**TASK INSTRUCTIONS**
Can you reproduce the Nissan forum thread word for word, from "Well, no actually....our" up to and including "for us Americas?"?

BEGIN PAGE EXTRACT

Well, no actually....our B11's ARE the same as your B11's. Nissan makes all model codes the same universally. Only the branding differs: i.e. your B12 sentras sold here as Bluebirds, your B11 sentras sold here as sunny. In other words, there are no such things as B12 sunnys here.


----------



## xXB12RacerXx (Mar 6, 2003)

well i think the b11-b12 suspension is the same, we'll have to get myetballs answear on that one..but tell me this than, whats the deal with thsi car than...top right one... http://www.autocentrum.pl/nissanclub/historia/h20.htm why is an 85 refered to as a B11? when it clearly is a B12 for us Americas?


----------



## Guest (May 30, 2003)

I thought I saw the top right says '1985 Nissan Sunny B12'?
In some other countries, Japan and Singapore especially, all nissan cars starting with 'B' are named sunny, even till it's B15.
Sunny doesn't mean it's 'B11'.


----------



## xXB12RacerXx (Mar 6, 2003)

sunnyb11 said:


> *I thought I saw the top right says '1985 Nissan Sunny B12'?
> In some other countries, Japan and Singapore especially, all nissan cars starting with 'B' are named sunny, even till it's B15.

END PAGE EXTRACT
BEGIN ENTRIES

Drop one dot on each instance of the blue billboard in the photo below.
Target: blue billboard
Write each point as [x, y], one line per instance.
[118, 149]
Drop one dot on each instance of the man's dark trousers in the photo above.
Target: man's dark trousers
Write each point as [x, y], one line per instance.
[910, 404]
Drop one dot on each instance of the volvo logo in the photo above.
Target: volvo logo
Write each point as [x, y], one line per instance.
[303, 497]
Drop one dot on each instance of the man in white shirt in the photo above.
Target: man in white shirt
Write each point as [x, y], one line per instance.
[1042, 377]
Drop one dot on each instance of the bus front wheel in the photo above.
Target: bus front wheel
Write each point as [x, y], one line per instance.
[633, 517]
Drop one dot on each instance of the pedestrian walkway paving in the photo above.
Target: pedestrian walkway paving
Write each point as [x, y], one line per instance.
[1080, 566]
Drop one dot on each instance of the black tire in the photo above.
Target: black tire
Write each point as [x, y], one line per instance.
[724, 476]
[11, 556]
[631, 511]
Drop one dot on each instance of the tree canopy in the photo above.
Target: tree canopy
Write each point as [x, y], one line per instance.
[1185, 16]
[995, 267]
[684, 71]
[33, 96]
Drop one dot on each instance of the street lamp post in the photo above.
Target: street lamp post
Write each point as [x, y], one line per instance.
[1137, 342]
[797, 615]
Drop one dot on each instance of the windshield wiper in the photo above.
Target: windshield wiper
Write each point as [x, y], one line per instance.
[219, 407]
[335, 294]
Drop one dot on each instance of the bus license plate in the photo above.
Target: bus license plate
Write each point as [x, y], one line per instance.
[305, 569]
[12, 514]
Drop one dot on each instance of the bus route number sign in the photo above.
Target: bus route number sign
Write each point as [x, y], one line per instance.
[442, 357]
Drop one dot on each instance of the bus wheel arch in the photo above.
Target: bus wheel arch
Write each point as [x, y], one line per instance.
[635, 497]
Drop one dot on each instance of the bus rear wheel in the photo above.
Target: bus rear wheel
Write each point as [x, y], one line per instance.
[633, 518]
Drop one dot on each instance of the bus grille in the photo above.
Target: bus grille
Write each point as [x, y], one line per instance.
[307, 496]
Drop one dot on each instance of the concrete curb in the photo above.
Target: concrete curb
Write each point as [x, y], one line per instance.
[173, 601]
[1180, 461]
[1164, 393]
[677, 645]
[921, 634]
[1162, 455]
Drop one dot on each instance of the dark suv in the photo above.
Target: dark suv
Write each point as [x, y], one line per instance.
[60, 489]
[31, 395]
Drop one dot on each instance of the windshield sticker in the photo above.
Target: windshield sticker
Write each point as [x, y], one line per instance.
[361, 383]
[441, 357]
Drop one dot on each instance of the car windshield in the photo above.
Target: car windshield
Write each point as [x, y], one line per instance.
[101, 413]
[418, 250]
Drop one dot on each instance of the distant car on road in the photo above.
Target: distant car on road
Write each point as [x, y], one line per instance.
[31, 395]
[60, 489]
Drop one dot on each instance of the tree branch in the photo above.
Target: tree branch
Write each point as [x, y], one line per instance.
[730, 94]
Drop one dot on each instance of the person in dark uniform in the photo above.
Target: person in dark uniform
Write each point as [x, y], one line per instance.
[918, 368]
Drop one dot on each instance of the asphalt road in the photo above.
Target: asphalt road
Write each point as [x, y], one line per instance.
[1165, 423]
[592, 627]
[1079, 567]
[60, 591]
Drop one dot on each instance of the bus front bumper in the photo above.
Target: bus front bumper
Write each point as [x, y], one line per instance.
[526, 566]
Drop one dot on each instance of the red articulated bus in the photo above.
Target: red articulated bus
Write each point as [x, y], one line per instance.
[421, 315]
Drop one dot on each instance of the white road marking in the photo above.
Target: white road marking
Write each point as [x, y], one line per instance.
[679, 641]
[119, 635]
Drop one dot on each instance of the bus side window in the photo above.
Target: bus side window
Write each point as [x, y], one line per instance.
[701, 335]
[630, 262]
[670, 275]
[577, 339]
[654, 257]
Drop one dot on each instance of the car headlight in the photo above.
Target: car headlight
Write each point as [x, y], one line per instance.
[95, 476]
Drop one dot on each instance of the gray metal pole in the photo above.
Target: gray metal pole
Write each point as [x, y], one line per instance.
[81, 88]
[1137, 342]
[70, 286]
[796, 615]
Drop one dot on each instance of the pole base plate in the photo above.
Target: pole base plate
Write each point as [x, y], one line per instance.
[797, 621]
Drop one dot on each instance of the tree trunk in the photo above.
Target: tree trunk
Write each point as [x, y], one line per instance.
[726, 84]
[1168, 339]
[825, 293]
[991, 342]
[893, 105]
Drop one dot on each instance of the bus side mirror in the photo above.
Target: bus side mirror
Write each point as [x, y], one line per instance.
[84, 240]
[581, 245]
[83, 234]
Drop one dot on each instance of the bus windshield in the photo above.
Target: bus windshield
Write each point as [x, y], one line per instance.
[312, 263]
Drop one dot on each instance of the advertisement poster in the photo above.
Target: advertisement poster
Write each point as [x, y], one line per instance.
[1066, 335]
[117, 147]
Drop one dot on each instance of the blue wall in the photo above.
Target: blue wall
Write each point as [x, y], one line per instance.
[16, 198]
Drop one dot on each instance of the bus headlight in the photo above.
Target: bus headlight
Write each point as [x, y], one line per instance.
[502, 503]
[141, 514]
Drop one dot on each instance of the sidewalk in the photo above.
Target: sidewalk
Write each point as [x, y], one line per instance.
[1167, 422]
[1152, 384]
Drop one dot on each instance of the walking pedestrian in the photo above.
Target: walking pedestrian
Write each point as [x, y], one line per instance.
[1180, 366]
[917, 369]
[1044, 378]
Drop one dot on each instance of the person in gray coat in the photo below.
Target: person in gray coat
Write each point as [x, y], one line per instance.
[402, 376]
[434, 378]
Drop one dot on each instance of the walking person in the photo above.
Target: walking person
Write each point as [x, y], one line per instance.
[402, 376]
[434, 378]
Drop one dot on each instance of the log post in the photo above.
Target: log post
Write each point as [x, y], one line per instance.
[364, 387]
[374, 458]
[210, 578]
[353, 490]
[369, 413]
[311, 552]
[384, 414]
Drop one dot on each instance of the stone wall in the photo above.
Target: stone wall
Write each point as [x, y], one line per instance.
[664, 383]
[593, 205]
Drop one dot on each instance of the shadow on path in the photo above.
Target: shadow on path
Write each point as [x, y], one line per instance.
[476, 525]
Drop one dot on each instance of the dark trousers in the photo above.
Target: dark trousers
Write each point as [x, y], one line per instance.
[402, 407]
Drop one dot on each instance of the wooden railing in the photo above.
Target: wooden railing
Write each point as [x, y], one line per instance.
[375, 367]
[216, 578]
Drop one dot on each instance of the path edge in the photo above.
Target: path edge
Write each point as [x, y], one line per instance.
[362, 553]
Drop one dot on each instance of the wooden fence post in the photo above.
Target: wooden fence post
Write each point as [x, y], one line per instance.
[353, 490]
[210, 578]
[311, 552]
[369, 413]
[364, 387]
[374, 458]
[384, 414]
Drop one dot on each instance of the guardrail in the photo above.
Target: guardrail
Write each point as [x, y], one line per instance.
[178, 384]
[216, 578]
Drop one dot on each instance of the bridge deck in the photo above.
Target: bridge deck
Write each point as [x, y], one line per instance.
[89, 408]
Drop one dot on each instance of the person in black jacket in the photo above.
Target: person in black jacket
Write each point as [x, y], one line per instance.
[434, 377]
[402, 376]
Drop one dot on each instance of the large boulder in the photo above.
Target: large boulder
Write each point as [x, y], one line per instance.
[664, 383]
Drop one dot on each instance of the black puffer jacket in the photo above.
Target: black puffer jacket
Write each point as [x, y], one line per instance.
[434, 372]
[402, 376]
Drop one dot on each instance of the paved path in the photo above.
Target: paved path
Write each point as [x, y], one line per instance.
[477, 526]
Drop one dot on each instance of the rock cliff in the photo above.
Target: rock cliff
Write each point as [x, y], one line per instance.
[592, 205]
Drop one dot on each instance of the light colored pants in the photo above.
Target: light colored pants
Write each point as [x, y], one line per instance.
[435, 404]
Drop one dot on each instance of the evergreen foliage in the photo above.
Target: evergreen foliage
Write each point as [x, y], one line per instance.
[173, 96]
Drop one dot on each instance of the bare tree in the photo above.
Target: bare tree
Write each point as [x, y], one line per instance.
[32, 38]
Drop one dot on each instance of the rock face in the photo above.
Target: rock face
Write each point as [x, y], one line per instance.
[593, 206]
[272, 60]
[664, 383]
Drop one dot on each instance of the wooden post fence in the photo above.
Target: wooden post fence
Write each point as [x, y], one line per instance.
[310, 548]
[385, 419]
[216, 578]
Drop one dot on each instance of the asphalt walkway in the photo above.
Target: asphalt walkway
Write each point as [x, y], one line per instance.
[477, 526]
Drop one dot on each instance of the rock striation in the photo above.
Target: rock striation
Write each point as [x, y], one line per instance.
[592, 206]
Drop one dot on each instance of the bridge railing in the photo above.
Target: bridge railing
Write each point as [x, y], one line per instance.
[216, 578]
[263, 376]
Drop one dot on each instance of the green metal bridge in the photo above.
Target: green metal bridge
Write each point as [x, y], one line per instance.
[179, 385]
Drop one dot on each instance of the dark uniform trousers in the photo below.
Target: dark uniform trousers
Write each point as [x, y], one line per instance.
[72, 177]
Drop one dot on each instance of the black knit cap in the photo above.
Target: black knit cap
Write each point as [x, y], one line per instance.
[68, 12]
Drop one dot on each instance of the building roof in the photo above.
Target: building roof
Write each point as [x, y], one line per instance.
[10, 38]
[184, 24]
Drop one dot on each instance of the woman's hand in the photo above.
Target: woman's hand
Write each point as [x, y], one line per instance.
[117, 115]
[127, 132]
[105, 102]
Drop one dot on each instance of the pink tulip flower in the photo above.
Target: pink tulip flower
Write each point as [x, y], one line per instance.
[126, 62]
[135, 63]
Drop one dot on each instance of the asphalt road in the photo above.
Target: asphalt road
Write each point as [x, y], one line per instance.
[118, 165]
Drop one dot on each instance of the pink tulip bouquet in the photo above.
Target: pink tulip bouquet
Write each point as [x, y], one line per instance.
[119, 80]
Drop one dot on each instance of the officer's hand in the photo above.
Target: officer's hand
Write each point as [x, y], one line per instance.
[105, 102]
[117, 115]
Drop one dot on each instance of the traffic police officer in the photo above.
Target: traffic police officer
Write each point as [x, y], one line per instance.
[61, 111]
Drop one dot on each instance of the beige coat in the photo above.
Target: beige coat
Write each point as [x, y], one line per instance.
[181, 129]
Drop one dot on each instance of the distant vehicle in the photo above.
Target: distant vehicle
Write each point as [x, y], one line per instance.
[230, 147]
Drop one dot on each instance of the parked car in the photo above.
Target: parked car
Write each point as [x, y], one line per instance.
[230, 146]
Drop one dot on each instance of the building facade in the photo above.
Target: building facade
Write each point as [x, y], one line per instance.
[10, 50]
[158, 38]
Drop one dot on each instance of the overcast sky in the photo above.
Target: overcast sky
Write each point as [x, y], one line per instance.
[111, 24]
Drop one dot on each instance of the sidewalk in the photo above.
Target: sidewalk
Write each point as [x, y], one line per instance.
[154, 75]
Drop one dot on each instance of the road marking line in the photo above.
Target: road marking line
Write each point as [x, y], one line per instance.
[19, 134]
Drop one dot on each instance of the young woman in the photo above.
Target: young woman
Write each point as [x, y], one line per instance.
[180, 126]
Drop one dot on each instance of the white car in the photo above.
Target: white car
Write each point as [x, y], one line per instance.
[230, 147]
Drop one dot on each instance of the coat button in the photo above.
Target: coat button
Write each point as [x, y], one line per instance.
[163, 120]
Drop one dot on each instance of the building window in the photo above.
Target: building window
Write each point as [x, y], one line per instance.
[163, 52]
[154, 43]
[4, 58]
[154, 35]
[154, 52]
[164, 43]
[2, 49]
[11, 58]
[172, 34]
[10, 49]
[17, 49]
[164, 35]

END ENTRIES

**CORRECT RESULT**
Well, no actually....our B11's ARE the same as your B11's. Nissan makes all model codes the same universally. Only the branding differs: i.e. your B12 sentras sold here as Bluebirds, your B11 sentras sold here as sunny. In other words, there are no such things as B12 sunnys here.


----------



## xXB12RacerXx (Mar 6, 2003)

well i think the b11-b12 suspension is the same, we'll have to get myetballs answear on that one..but tell me this than, whats the deal with thsi car than...top right one... http://www.autocentrum.pl/nissanclub/historia/h20.htm why is an 85 refered to as a B11? when it clearly is a B12 for us Americas?